[mythtvnz] Mythbuntu fails to start

Stephen Worthington stephen_agent at jsw.gen.nz
Thu Jan 11 01:22:13 GMT 2018


On Wed, 10 Jan 2018 19:53:45 +1300, you wrote:

>My Mythtv box has developed a problem.
>
>There is no display and it appears that the desktop has not started.
>
>I can boot a live USB (Boot Repair disk) and it runs fine.The hard 
>drives show no problems.
>
>I've tried a monitor off another computer - same results.
>
>The weird thing is that I have another cloned drive and it behaves the 
>same it sounds normal during boot up - like it is loading stuff into 
>memory etc.
>
>I've tried to boot into recovery mode and to  boot earlier kernels.
>
>I can use R-E-I-S-U-B command to reboot which indicates some parts of 
>the system is operational but perhaps XFCE isn't starting.
>
>I'm resigned to retrieving the database backup and various modified 
>system files and  doing a re-install tomorrow - unless anyone has any 
>suggestions that might correct the situation.

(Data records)
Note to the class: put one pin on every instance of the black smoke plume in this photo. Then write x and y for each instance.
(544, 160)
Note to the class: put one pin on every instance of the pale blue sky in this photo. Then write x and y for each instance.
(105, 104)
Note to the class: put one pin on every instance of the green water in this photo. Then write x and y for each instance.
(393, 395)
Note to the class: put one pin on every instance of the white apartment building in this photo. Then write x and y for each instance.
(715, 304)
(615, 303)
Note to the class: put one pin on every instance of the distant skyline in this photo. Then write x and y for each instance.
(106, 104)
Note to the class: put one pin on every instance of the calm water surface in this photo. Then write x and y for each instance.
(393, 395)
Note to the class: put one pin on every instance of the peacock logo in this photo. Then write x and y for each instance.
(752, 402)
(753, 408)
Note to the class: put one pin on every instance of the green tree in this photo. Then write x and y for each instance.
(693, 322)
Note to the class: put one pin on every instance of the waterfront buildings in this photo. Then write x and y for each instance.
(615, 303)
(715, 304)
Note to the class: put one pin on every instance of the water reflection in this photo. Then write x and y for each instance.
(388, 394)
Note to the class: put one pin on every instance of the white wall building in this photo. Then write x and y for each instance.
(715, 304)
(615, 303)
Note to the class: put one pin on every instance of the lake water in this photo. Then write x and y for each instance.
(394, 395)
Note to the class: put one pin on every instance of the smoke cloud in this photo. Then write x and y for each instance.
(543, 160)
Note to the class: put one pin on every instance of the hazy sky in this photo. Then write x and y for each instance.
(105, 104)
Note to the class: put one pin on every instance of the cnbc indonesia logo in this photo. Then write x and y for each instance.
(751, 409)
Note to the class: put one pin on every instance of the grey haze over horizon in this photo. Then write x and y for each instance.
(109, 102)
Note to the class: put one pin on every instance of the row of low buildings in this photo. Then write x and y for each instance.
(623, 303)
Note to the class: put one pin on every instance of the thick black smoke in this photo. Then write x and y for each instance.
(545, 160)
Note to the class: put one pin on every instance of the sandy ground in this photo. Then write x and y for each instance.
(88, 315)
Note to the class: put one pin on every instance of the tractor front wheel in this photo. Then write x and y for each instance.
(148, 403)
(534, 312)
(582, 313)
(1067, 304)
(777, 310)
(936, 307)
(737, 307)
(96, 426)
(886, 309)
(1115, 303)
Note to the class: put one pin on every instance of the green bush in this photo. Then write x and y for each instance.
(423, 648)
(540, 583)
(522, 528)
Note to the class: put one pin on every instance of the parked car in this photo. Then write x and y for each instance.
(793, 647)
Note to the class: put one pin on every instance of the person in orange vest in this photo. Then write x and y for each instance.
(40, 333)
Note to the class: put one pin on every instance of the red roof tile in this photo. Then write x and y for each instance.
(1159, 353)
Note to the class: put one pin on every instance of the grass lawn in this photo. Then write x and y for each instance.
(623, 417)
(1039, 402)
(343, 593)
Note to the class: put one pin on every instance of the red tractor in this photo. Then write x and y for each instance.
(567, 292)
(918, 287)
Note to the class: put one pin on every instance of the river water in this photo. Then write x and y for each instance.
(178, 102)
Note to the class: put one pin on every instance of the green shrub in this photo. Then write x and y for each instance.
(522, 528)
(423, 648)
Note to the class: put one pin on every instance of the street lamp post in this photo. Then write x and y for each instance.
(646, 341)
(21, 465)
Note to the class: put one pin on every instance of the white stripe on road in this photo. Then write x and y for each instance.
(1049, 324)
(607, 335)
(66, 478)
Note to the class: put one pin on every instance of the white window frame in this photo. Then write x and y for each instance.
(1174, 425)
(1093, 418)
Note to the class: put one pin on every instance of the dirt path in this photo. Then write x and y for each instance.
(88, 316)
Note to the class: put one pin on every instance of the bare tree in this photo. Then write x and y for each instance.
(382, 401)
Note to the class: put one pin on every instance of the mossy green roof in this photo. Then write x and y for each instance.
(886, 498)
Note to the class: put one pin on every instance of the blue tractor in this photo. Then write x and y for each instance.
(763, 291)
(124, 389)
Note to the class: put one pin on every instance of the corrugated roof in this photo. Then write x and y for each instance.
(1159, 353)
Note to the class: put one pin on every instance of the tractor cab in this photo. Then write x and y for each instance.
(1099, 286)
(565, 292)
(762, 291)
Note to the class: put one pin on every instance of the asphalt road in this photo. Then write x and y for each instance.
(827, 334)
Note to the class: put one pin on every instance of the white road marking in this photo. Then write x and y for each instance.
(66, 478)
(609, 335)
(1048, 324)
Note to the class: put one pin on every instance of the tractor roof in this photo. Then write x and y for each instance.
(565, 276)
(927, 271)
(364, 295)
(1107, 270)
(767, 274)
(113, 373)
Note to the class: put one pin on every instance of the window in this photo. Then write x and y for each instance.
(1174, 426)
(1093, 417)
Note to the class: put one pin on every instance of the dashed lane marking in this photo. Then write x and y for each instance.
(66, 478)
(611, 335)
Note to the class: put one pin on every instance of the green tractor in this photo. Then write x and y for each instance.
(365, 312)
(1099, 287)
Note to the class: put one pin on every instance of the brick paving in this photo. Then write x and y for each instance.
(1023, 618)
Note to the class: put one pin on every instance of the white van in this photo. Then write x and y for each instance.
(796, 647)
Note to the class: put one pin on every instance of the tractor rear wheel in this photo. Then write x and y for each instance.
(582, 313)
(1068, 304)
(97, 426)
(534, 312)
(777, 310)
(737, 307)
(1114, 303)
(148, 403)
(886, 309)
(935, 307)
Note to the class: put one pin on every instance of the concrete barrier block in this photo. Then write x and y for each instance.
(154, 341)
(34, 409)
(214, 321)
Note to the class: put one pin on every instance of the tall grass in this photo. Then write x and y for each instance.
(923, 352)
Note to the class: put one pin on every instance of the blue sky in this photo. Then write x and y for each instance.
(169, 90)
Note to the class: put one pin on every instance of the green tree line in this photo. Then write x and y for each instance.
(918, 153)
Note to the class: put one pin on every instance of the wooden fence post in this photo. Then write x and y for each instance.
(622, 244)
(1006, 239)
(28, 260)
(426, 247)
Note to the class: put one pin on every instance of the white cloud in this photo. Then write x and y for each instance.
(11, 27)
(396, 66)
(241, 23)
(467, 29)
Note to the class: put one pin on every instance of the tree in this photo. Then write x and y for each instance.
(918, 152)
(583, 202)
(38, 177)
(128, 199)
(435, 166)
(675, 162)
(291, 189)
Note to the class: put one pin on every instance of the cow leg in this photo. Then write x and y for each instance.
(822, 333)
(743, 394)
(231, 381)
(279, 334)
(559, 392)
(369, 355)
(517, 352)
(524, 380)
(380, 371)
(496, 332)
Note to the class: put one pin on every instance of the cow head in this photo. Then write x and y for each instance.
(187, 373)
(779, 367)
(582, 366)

## DIRECTIVES
1) According to the mailing list post about Mythbuntu, what command does the writer use to reboot the box?
2) Continue the mailing list post about Mythbuntu from its final line.

## ANSWERS FOR THE TASKS
1) The R-E-I-S-U-B command.

2)
>
>I'll check form any replies tomorrow morning
>
>Cheers
>
>Paul

If this is a modern systemd based Ubuntu, then failing to boot up
properly can be due to systemd doing extra things during the boot,
causing timeouts on later parts of the boot process.  It happens to me
when systemd runs fsck automatically at boot time.  Another cause can
be a bad network mount, or a required drive failing to mount (eg due
to corruption in the filesystem or a bad cable).  I have never
bothered to track down why systemd fails to complete the rest of the
boot correctly - what I do is figure out what the trigger was (eg
fsck) and fix that.

You can do a repair boot by selecting that option in the grub menu.
That will give you command prompt where you can look at the logs,
figure out the trigger, and fix that, then reboot to normal multi-user
mode.

The other way to figure out what is going on is to enable the systemd
early debug shell:

systemctl enable debug-shell.service

In your case, you should be able to do a repair boot and execute that
command from there.  Then when you boot up, as soon as enough things
are working that a shell will run, systemd will start a root shell
available on Ctrl-Alt-F9.  This is a big security hole when it is
enabled as the early debug shell does not require a login (it runs
before login is available) and it runs as root.  But it allows you
full access to all the command line tools needed to work out what
systemd is doing during bootup.  I would start with:

systemctl list-jobs

to see what jobs systemd is running and what ones are currently
waiting to start.  You may find several fsck jobs listed.  Another
useful command is:

ps -e | grep -i fsck

And you can access the log files, or run journalctl to read the
journal files.

BTW If, like me, you hate having to type "systemctl" and "journalctl"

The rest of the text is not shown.